----- Excerpt to read

Hydroelectric power station in North Yorkshire, England

Ruswarp Hydro or Whitby Esk Energy, is a Hydroelectric generation scheme that operates on the River Esk at Ruswarp, North Yorkshire, England. The project uses an Archimedes Screw in a reverse direction to generate electricity and was funded by people in the community. Around 4 tonne of water pass along the screw per second, which generates enough electricity to power 45-48 homes.

==History==
Esk Energy (Yorkshire) was formed as an industrial and provident society in 2008 to explore the idea behind a green energy scheme in Eskdale. Initially, windpower was researched but it was decided that a wind turbine would be visually intrusive in the North York Moors National Park. After a river survey and an approval was made by the Environment Agency, the collective pressed ahead with the hydro scheme.

Provisional planning for the scheme was given the go-ahead in October 2009 and a co-operative was formed to raise the capital needed for the project. The money raising culminated in a share option to raise extra funding of the £450,000 that was required for the scheme. With the funding secured, construction started in May 2012 with the plant being commissioned into service on 12 December 2012.

The Archimedes Screw that was built for the scheme arrived on site in September 2012 and was installed by October of the same year. The screw is 2.9 m wide and 11 m long and will allow a maximum 4 tonne of water to pass through a second. The screw is wide enough to allow fish to move through downstream with only a very low risk of harm. At the time that the project was being built the North York Moors Park Authority rebuilt the fishpass adjacent to the turbine. The screw generates up 160,000 kilowatt hours per year, which is enough electricity to power 45-48 homes, and reduces carbon emissions by up to 70 tonne per year.

Even though the National Park Authority was satisfied that the development would have no detriment to the ecology or hydrology to the river, some in the community were upset that they were not fully informed about the prospect and possible ramifications of the hydro scheme. Parts of the local community were unaware that when the river was in low flow the water would not go through the screw but over the weir or through the fish pass as normal, claiming that this had not been communicated to them.

----------

**Work to complete**. According to the article on Ruswarp Hydro, why was a wind turbine ruled out for the Eskdale green energy scheme? The entries that come next are drawn from a different source than the article.

----- Available data

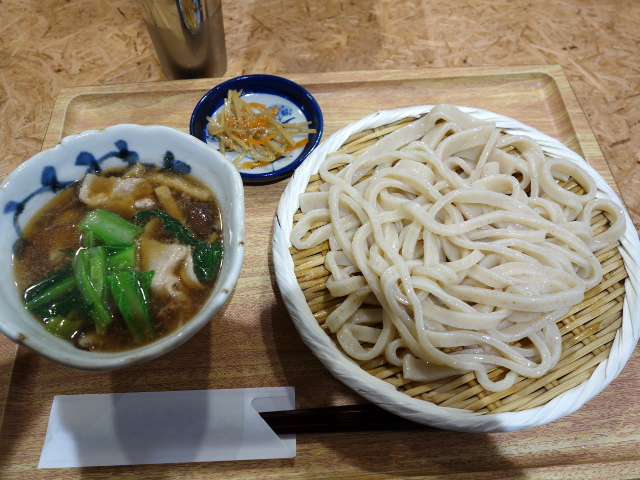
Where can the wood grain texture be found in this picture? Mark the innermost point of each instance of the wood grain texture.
(251, 342)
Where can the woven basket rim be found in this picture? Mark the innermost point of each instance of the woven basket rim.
(385, 394)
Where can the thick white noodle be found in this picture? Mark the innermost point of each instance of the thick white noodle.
(459, 252)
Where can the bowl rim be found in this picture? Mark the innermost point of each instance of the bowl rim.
(106, 361)
(384, 394)
(313, 106)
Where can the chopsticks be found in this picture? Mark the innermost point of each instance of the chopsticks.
(346, 418)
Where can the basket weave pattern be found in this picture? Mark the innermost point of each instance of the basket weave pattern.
(598, 336)
(587, 331)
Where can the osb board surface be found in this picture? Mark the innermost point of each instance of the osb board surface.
(49, 44)
(46, 45)
(253, 343)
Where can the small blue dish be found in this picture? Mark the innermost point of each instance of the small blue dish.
(296, 105)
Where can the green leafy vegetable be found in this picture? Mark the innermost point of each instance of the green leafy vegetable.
(120, 256)
(206, 260)
(90, 271)
(132, 301)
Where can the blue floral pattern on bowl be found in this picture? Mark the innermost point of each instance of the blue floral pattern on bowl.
(50, 183)
(32, 184)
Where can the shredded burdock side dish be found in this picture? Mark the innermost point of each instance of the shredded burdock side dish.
(251, 130)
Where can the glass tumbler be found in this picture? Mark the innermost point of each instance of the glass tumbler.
(188, 36)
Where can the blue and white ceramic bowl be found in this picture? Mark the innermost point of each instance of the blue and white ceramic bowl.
(296, 105)
(34, 182)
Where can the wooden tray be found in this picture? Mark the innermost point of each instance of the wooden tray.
(252, 342)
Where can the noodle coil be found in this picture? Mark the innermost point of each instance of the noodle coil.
(455, 248)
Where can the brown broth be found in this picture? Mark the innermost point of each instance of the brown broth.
(52, 233)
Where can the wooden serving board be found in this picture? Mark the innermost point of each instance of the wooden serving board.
(252, 342)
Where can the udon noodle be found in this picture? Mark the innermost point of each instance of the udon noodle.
(456, 248)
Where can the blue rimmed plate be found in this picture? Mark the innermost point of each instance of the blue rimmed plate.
(295, 105)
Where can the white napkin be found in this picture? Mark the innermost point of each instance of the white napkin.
(165, 427)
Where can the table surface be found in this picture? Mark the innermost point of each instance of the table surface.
(48, 45)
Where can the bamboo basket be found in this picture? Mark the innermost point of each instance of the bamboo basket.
(598, 335)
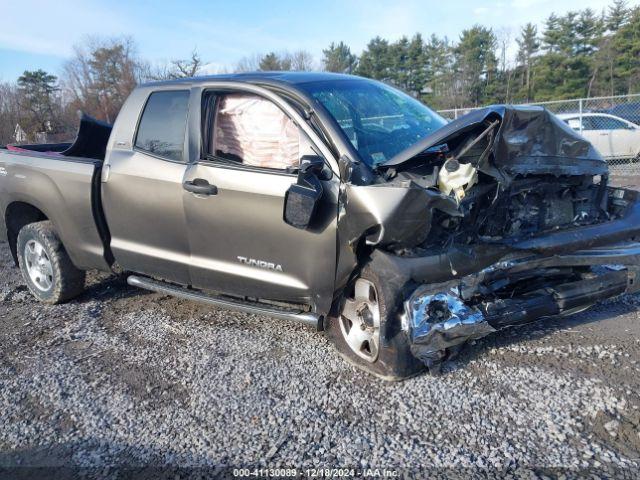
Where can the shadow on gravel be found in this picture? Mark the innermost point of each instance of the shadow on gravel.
(60, 462)
(541, 328)
(103, 287)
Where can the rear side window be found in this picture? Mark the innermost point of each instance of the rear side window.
(163, 123)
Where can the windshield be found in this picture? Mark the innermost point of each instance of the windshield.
(379, 121)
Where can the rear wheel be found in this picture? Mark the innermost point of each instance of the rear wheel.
(367, 332)
(45, 265)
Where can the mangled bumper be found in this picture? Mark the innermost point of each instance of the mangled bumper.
(438, 317)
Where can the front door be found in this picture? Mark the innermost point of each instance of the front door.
(142, 192)
(239, 241)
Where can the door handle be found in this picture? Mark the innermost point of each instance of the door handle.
(200, 186)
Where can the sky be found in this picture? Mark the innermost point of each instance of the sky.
(41, 34)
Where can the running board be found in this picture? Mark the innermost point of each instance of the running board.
(309, 318)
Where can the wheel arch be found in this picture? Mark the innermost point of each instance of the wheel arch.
(17, 215)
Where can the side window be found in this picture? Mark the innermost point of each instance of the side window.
(252, 130)
(612, 124)
(163, 123)
(590, 123)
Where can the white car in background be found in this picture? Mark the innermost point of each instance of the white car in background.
(612, 136)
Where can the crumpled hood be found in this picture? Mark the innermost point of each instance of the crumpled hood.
(530, 140)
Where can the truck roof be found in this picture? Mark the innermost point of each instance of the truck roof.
(290, 78)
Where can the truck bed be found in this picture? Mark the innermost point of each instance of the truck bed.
(65, 189)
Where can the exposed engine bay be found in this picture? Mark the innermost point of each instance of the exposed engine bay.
(496, 219)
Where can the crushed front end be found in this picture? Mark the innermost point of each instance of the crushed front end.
(497, 219)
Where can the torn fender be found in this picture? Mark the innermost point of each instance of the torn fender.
(530, 140)
(392, 215)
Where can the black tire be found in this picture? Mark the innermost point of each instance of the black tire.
(66, 281)
(394, 359)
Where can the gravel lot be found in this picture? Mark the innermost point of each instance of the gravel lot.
(124, 378)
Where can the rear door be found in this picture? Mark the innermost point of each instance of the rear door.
(142, 190)
(240, 244)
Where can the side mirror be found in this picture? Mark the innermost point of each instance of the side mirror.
(302, 198)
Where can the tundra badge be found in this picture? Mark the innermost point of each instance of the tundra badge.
(260, 263)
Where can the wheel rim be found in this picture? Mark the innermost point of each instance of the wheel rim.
(360, 321)
(38, 265)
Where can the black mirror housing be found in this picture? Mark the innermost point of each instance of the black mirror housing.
(302, 198)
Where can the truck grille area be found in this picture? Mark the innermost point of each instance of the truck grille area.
(529, 206)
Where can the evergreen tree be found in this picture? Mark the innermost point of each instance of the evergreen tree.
(375, 60)
(273, 62)
(617, 16)
(37, 101)
(338, 58)
(475, 63)
(416, 66)
(528, 47)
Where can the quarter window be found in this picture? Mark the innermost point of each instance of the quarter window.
(163, 123)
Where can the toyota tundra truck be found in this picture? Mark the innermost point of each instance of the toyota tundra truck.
(329, 199)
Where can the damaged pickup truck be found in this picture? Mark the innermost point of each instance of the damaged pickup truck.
(333, 200)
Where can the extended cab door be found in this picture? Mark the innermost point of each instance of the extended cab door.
(251, 147)
(142, 192)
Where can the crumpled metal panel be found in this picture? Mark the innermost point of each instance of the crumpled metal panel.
(437, 321)
(530, 140)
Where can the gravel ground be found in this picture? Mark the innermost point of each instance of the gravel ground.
(123, 378)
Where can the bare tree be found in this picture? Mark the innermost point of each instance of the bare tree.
(188, 68)
(249, 64)
(101, 75)
(9, 112)
(302, 60)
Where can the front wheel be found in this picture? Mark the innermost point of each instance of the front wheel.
(367, 333)
(45, 265)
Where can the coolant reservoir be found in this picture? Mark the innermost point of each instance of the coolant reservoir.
(457, 177)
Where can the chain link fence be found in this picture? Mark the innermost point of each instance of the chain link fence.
(611, 124)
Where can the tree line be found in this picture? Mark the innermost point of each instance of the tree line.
(577, 54)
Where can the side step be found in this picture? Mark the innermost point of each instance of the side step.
(309, 318)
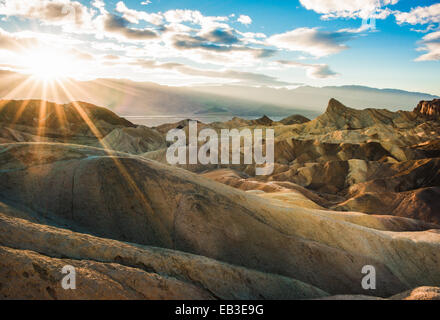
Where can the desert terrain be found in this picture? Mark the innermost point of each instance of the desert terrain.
(82, 186)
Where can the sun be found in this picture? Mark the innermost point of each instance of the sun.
(46, 64)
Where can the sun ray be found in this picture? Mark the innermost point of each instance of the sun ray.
(42, 113)
(119, 165)
(24, 104)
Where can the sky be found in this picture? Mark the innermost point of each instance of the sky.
(377, 43)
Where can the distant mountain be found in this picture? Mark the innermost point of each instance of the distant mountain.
(315, 99)
(130, 98)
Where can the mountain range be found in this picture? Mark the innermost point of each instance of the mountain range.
(146, 99)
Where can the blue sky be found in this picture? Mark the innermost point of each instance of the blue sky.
(186, 42)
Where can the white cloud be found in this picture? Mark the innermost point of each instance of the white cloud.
(135, 16)
(71, 15)
(349, 8)
(243, 19)
(248, 78)
(431, 44)
(312, 41)
(314, 71)
(420, 15)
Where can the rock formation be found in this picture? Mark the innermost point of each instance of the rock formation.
(350, 188)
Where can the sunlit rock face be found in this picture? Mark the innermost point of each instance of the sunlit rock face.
(430, 109)
(349, 188)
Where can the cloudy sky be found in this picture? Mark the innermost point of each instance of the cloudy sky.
(378, 43)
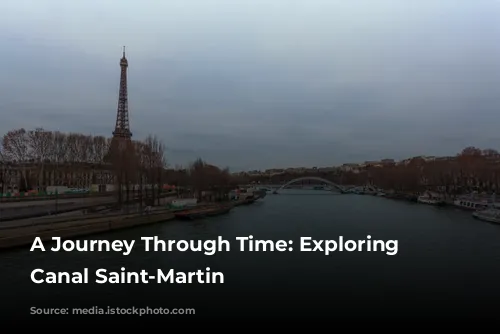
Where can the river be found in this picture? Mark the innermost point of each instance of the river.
(447, 264)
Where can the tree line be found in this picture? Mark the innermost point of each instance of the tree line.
(472, 169)
(139, 168)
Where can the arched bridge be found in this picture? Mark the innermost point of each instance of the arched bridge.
(312, 178)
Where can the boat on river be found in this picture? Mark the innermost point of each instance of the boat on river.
(491, 215)
(431, 199)
(203, 212)
(183, 203)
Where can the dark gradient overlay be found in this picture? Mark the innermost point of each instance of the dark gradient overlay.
(447, 265)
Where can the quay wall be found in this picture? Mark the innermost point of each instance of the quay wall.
(23, 237)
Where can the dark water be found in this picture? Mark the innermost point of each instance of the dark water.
(448, 264)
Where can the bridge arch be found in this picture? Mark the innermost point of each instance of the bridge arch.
(312, 178)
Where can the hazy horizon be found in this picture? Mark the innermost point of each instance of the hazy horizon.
(260, 84)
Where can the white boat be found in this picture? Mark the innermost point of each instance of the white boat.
(183, 203)
(491, 215)
(470, 204)
(430, 199)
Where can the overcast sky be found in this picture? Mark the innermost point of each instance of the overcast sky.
(256, 84)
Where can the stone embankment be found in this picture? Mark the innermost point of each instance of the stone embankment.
(23, 233)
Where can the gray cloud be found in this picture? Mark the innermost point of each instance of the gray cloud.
(260, 84)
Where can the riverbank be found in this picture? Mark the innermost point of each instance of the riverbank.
(22, 232)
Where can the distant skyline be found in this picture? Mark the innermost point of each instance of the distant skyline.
(260, 84)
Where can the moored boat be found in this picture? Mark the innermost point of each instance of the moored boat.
(491, 215)
(431, 199)
(183, 203)
(197, 213)
(470, 204)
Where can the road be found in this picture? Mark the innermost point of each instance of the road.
(76, 201)
(19, 210)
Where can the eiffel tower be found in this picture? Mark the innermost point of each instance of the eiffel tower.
(122, 137)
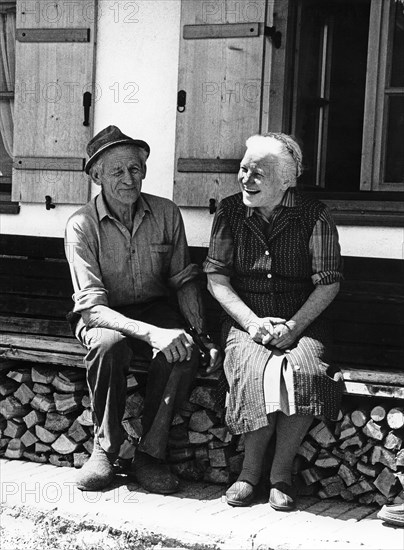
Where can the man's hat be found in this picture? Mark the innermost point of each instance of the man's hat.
(109, 137)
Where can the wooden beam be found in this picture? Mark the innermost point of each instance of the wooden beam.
(53, 35)
(221, 166)
(42, 343)
(64, 164)
(374, 390)
(373, 376)
(226, 30)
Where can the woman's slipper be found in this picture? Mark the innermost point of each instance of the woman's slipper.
(241, 493)
(282, 496)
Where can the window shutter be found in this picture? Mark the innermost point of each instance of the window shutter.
(54, 78)
(223, 94)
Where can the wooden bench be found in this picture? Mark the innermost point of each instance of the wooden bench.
(367, 316)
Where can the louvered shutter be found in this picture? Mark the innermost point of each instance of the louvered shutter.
(54, 77)
(222, 86)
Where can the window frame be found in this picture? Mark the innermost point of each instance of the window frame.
(7, 206)
(376, 203)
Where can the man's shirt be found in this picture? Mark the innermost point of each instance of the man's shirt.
(112, 267)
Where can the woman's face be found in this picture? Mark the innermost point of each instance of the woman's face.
(263, 178)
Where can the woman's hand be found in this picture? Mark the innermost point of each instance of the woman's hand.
(263, 329)
(215, 357)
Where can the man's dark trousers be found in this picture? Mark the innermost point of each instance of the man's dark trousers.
(108, 361)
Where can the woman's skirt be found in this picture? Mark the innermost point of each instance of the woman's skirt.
(263, 379)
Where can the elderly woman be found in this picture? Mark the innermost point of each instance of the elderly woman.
(274, 266)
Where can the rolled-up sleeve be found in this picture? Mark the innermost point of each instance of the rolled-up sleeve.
(221, 252)
(88, 285)
(325, 251)
(181, 268)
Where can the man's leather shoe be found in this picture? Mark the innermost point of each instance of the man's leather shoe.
(282, 496)
(98, 472)
(241, 493)
(392, 513)
(153, 475)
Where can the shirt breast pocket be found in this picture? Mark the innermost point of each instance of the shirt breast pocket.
(161, 257)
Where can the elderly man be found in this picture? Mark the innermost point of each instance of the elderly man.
(127, 250)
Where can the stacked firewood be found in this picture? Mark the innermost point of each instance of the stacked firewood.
(45, 416)
(360, 458)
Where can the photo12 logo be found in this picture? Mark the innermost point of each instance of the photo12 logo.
(243, 11)
(74, 12)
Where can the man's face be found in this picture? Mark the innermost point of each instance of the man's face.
(262, 178)
(123, 169)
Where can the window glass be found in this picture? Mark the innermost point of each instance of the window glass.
(329, 91)
(394, 164)
(397, 65)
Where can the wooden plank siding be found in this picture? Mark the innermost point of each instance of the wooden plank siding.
(367, 316)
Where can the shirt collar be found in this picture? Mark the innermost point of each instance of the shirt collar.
(288, 201)
(103, 210)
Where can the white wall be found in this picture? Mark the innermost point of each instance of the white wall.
(136, 75)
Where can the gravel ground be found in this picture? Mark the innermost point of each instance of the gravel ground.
(23, 529)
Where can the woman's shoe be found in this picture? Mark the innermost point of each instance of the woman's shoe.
(241, 493)
(282, 496)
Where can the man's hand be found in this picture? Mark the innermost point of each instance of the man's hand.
(175, 343)
(286, 335)
(262, 330)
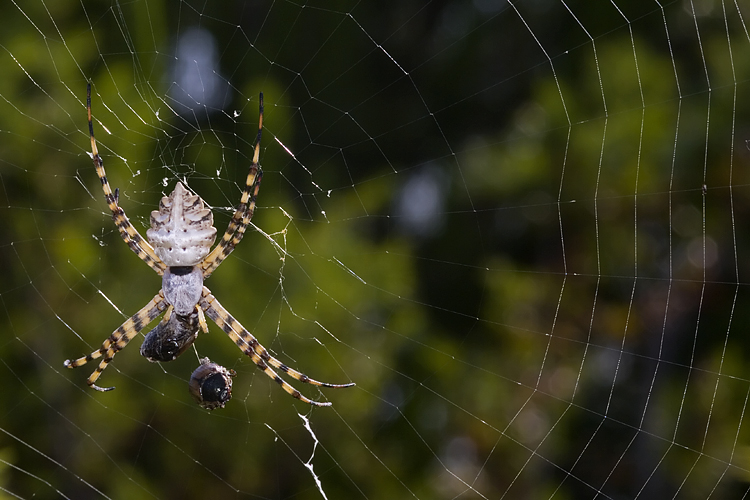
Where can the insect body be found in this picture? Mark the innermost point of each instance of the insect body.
(179, 249)
(211, 385)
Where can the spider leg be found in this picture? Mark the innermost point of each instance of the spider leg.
(119, 339)
(260, 356)
(241, 218)
(130, 234)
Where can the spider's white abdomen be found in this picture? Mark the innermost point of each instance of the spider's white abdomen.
(182, 230)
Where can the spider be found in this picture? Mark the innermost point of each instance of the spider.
(179, 249)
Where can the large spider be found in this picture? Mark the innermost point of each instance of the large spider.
(179, 250)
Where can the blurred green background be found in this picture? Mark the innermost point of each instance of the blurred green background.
(519, 228)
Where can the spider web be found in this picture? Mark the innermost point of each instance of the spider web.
(517, 226)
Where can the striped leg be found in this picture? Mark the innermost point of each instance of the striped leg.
(241, 218)
(260, 356)
(119, 339)
(129, 233)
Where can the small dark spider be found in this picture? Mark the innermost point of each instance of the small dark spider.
(211, 385)
(179, 250)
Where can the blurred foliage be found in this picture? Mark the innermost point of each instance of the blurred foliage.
(571, 321)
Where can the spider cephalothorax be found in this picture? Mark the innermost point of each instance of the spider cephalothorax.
(179, 249)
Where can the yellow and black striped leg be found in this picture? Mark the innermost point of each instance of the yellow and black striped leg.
(129, 234)
(119, 339)
(260, 356)
(241, 218)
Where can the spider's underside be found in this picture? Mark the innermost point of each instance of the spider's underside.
(179, 249)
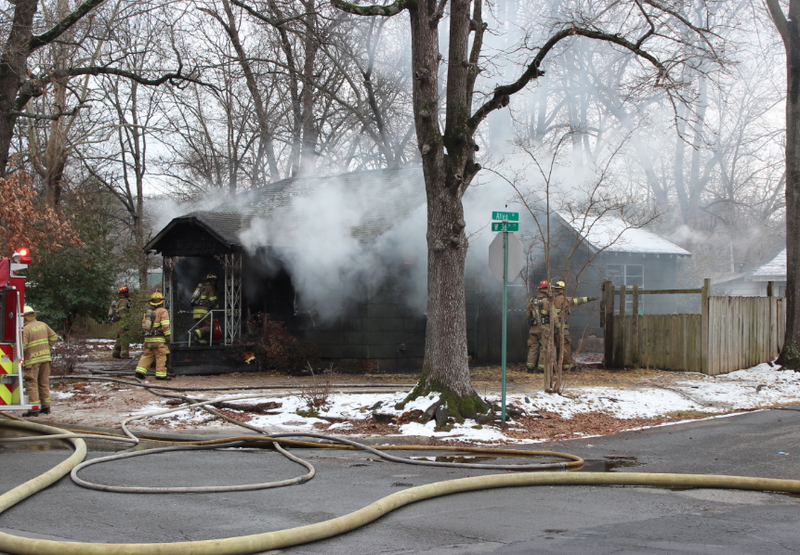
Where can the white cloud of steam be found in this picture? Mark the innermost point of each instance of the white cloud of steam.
(319, 237)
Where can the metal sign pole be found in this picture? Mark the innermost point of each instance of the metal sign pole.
(505, 321)
(512, 263)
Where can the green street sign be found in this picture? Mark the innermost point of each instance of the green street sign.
(510, 216)
(503, 226)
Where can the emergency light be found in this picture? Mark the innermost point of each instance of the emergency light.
(22, 256)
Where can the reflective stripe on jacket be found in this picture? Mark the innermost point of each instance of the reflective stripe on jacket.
(160, 327)
(36, 340)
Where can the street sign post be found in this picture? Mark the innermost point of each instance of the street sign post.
(510, 216)
(504, 227)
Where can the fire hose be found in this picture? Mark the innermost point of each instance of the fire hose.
(305, 534)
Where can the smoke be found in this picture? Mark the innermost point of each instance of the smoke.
(342, 238)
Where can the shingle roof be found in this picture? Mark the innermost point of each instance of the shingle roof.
(615, 235)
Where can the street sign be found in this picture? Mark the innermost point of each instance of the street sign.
(510, 216)
(516, 257)
(505, 226)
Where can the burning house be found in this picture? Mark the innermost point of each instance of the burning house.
(332, 259)
(341, 262)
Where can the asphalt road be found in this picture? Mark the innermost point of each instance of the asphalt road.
(542, 520)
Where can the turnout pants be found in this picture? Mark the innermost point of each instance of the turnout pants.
(37, 383)
(154, 352)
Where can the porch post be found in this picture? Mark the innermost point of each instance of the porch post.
(233, 297)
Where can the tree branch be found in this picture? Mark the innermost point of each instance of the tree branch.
(53, 117)
(59, 28)
(503, 93)
(385, 11)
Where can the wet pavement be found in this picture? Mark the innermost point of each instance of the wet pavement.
(542, 520)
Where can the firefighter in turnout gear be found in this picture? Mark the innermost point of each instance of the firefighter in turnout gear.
(562, 305)
(37, 337)
(204, 299)
(116, 313)
(535, 320)
(155, 325)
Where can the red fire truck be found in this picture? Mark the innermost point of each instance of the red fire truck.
(12, 301)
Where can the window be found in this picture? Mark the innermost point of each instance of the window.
(627, 275)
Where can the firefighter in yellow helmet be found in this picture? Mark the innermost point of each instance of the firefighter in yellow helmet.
(37, 337)
(116, 313)
(537, 321)
(562, 305)
(204, 299)
(157, 336)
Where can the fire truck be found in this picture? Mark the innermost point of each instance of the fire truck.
(12, 301)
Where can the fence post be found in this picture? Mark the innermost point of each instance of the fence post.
(608, 324)
(705, 362)
(619, 352)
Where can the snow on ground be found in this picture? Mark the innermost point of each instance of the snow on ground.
(754, 388)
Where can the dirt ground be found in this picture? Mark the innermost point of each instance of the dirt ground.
(105, 404)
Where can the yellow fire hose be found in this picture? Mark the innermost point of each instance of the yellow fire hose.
(304, 534)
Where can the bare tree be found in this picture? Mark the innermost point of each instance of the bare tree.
(790, 33)
(448, 155)
(19, 83)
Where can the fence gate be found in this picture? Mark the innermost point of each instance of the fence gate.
(730, 333)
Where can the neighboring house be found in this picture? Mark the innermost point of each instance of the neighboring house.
(754, 282)
(611, 249)
(608, 248)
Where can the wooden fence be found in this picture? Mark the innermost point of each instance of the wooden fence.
(730, 333)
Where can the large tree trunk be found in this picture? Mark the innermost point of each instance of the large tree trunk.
(13, 72)
(790, 355)
(790, 33)
(447, 176)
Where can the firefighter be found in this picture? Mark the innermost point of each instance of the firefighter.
(562, 305)
(116, 313)
(535, 320)
(203, 300)
(37, 337)
(155, 325)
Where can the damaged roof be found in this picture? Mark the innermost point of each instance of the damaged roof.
(377, 198)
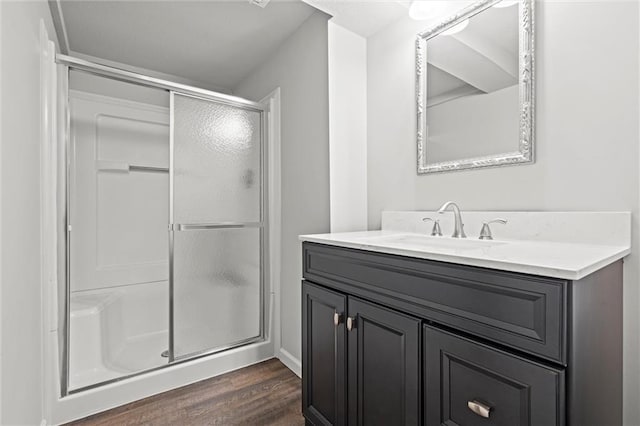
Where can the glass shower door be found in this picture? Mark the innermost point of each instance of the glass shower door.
(217, 226)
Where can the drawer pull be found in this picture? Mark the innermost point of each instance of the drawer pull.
(350, 323)
(337, 319)
(479, 408)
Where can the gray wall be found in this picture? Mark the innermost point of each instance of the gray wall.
(587, 136)
(300, 69)
(20, 286)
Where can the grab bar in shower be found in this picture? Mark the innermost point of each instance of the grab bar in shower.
(118, 166)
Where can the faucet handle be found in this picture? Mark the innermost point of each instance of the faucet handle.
(485, 232)
(435, 231)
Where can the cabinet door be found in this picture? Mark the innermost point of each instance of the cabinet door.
(468, 383)
(384, 366)
(323, 355)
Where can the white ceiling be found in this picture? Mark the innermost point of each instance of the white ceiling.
(216, 42)
(363, 17)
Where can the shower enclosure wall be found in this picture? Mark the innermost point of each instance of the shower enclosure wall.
(166, 236)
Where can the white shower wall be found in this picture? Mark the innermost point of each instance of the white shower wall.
(119, 239)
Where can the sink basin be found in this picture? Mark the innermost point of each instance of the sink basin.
(425, 242)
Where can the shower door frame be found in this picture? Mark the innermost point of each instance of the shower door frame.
(70, 63)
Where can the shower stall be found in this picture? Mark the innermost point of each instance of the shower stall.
(163, 194)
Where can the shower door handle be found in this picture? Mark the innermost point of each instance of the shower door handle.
(337, 318)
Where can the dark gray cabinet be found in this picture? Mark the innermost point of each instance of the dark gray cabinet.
(384, 363)
(416, 341)
(379, 362)
(324, 353)
(468, 383)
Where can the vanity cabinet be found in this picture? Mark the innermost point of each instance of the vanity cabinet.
(376, 365)
(390, 340)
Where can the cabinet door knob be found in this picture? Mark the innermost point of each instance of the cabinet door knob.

----------

**Answer to this task**. It was decided that a wind turbine would be visually intrusive in the North York Moors National Park.